* [Requirement 1]
Output the passage of the article about the novel "The Flame Alphabet" from "Find out in" up to and including "painful to bear.", copied word for word.
* [Requirement 2]
Finish out the next part of the article about the novel "The Flame Alphabet", picking up after its last sentence.

* [Text section]
········
For parents, sometimes the sound of their child’s voice throwing a tantrum or begging to stay up past bedtime can be infuriating or excruciating — but what if it was actually lethal?
Find out in “The Flame Alphabet,” a new book that explores a nightmarish world where parents are forced to abandon their kids after a disease makes the sound of their voices too painful to bear.
The third book from author Ben Marcus, who will celebrate the release at BookCourt on Jan. 19, is a dystopian reversal of the old saying, “sticks and stones may break my bones, but words will never hurt me,” the writer said.
“I like to take ideas like that and exaggerate them and make them stronger,” he said. “I like books where somebody we might feel close to has things taken away. To me, the worst thing to have taken away would be my family and my language.”
But the father of two small children insists that his own kids’ wails had nothing to do with the idea for this story, and that the disease in his new novel was born from a germ in his previous book, “Notable American Women,” in which a character named Larry the Punisher torments a man imprisoned in a backyard by piping in his voice through a tube.
········
* [Data entries]
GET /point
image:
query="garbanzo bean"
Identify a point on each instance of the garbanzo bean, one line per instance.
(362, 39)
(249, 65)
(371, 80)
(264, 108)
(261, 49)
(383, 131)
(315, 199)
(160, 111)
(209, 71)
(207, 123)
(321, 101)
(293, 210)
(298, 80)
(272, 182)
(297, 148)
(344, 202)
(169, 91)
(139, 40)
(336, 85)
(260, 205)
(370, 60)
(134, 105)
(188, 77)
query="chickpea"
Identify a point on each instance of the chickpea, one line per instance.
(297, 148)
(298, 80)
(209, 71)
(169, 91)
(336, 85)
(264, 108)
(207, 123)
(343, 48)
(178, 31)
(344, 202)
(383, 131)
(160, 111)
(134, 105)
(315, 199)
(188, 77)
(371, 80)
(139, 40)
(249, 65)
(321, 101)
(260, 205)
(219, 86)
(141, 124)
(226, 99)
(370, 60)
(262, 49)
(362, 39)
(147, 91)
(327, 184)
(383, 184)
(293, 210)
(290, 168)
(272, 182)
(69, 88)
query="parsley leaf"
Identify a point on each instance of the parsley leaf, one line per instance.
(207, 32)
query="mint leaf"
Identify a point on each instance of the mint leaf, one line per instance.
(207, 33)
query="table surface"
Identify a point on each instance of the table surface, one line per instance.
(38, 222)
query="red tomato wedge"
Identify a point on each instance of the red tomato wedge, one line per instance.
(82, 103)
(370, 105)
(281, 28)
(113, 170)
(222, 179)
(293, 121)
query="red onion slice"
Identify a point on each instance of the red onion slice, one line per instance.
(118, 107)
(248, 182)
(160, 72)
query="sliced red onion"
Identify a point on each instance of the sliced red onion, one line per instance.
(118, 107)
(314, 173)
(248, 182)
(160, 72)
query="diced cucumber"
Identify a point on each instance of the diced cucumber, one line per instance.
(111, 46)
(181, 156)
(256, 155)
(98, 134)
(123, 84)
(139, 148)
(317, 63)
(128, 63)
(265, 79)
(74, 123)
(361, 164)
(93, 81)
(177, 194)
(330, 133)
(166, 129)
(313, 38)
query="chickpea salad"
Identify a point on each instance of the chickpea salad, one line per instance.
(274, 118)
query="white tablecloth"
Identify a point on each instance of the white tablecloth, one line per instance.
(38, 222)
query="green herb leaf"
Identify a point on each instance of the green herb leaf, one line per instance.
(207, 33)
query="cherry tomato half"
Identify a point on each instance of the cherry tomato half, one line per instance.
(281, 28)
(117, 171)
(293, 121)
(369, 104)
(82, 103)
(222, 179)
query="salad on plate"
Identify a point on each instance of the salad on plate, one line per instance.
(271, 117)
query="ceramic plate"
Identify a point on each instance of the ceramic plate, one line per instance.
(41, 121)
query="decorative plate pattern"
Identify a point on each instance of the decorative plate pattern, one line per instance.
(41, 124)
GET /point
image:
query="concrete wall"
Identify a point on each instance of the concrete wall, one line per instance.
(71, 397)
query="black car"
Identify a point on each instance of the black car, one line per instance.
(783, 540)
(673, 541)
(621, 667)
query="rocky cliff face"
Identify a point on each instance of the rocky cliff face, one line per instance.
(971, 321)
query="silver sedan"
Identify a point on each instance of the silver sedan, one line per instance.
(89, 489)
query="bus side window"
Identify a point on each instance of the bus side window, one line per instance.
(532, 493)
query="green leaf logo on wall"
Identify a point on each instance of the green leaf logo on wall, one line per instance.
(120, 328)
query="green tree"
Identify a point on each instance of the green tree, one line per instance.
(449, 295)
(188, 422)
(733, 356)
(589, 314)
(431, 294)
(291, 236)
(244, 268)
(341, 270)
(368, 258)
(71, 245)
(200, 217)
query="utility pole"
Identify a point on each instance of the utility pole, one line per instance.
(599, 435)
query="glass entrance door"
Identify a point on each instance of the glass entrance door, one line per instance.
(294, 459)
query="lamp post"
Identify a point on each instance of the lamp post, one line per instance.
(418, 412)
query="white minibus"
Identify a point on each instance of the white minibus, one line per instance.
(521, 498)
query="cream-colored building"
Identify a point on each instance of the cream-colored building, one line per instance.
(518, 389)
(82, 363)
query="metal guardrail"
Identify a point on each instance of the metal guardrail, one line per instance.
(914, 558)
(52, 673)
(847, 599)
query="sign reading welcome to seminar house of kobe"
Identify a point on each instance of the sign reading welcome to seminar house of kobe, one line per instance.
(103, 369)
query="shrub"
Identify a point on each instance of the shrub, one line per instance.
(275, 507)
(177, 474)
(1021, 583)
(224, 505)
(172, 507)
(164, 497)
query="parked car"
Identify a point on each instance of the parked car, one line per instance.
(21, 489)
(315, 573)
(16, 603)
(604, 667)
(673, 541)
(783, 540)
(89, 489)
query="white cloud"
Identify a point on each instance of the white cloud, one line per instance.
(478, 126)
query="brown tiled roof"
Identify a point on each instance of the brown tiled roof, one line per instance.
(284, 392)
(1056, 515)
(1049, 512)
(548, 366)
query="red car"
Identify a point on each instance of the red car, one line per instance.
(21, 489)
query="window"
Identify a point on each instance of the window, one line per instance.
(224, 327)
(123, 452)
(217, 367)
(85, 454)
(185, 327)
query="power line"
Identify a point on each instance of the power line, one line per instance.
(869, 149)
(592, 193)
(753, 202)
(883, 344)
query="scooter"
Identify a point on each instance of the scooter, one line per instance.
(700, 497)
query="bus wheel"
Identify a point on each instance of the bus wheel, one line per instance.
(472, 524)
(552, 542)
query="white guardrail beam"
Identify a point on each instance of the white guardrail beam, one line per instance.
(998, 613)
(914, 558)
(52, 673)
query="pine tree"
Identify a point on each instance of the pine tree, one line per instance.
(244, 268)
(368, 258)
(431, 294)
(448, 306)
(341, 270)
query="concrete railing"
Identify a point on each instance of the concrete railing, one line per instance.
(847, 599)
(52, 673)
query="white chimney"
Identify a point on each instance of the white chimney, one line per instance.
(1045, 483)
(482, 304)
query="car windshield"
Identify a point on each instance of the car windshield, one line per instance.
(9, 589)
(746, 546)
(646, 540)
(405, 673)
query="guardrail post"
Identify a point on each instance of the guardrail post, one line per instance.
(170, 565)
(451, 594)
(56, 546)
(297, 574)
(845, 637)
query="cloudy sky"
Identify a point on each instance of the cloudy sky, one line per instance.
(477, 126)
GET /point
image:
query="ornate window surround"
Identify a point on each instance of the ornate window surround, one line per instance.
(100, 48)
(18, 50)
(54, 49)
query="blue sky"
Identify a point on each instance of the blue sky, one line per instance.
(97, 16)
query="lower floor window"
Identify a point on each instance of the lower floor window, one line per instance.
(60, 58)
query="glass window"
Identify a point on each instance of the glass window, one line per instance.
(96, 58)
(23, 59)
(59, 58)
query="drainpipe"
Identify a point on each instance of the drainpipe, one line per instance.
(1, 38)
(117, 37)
········
* [Response 1]
Find out in “The Flame Alphabet,” a new book that explores a nightmarish world where parents are forced to abandon their kids after a disease makes the sound of their voices too painful to bear.

* [Response 2]
I knew when I was writing it that I wanted to build a more epic story around [that idea],” said Marcus, who said that he wanted to play off his own worst fears as a father.
In the book, an epidemic plagues adults, who get weak and physically sick when they hear the sound of children’s voices. A side-effect of the epidemic actually causes their faces to “get smaller,” said Marcus.
Despite the book’s wild premise, the story revolves around a pair of parents forced to abandon their daughter.
“It’s very invented and fantastical, but I wanted the family part of the story to be realistic,” said Marcus. “What if you couldn’t bear to be around your children?”